━━ Text

Onadek Winan, Kelsey Lauritano, Kady Evanyshyn, John Chongyoon Noh, Joshua Blue, Andrew Munn, Tamara Banjesevic, Alex Rosen, Natalia Kutateladze, Shaked Bar (singers), Matthew Gilmore, Zachary Gonder, Alysia L. Johnson, Alex Soulliere, My’kal Stromite (dancers)
Juilliard415 period instrument ensemble, William Christie (Conductor, Harpsichord)
Zack Winokur (Stage Director), Peter Farrow (Choreographer)

Z. Gonder from Il ballo delle ingrate (© Rosalie O’Connor)

Blow, wind, and crack your cheeks! Rage! Blow!/You cataracts and hurricanoes, spout/Till you have drenched our steeples, drowned the cocks!...
William Shakespeare, King Lear (published in 1608)

Rage and blow indeed! Against those thoughtless gods who forgot to place Claudio Monteverdi and William Shakespeare in the same chamber. Both were esteemed in their time, both were inventors of music and words, both overlapped in chronology (Monteverdi’s Il ballo della ingate and Shakespeare’s Lear published the same year), both humanists, and both amongst the most outstanding artists in history

And they never collaborated and apparently never met.

The latter is supposition, since Shakespeare loved Italy, set half-a-dozen plays in Italy, and probably traveled to Italy with his theater company. (He even used Monteverdi’s benefactor, the Duke of Gonzaga, in Hamlet’s play within a play.) And just in case Shakespeare needed another tragedy, last night’s Monteverdi evening at Juilliard, led by the esteemed William Christie, shows just what a “heavenly harmony” (from The Taming of the Shrew) that would have been.

As the first half of the program showed, Monteverdi’s aim to make words and music emotionally powerful, got caught in a fishing net of Italian imagery: Love is war, war is love etc etc. Not that Claudio Monteverdi with his unending invention, was mired down with this unending conceit. In the first madrigal from his Altri Canti di Marte, the four singers and the full Juilliard415 ensemble gave full-throated passion to the torments of love.

━━━━

Stated task 1:
Write out the passage of the Monteverdi review from "Juilliard415 period instrument" up to and including "(published in 1608)".
Stated task 2:
Answer these questions from the Monteverdi review:
(a) Who is credited as stage director?
(b) In what year does the review say King Lear was published?
(c) From which Shakespeare play does the review take the phrase "heavenly harmony"?

━━ Data

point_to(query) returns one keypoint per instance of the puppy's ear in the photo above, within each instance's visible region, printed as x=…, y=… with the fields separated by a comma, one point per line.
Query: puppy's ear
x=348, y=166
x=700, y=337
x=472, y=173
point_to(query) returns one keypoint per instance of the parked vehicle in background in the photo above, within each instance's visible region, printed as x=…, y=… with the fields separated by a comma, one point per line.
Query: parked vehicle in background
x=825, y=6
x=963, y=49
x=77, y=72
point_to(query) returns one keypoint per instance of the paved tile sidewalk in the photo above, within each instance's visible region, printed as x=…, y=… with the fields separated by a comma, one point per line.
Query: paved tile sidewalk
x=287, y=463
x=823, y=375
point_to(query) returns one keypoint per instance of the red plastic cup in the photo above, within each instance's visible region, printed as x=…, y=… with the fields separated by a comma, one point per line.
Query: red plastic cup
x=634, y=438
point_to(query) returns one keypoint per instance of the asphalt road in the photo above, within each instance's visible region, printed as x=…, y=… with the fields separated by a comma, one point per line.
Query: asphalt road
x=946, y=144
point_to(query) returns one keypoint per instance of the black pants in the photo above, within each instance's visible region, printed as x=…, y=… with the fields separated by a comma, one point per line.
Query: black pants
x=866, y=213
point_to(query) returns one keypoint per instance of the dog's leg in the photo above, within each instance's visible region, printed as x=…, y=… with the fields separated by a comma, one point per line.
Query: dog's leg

━━━━

Correct response 1:
Juilliard415 period instrument ensemble, William Christie (Conductor, Harpsichord)
Zack Winokur (Stage Director), Peter Farrow (Choreographer)

Z. Gonder from Il ballo delle ingrate (© Rosalie O’Connor)

Blow, wind, and crack your cheeks! Rage! Blow!/You cataracts and hurricanoes, spout/Till you have drenched our steeples, drowned the cocks!...
William Shakespeare, King Lear (published in 1608)

Correct response 2:
(a) Zack Winokur
(b) 1608
(c) The Taming of the Shrew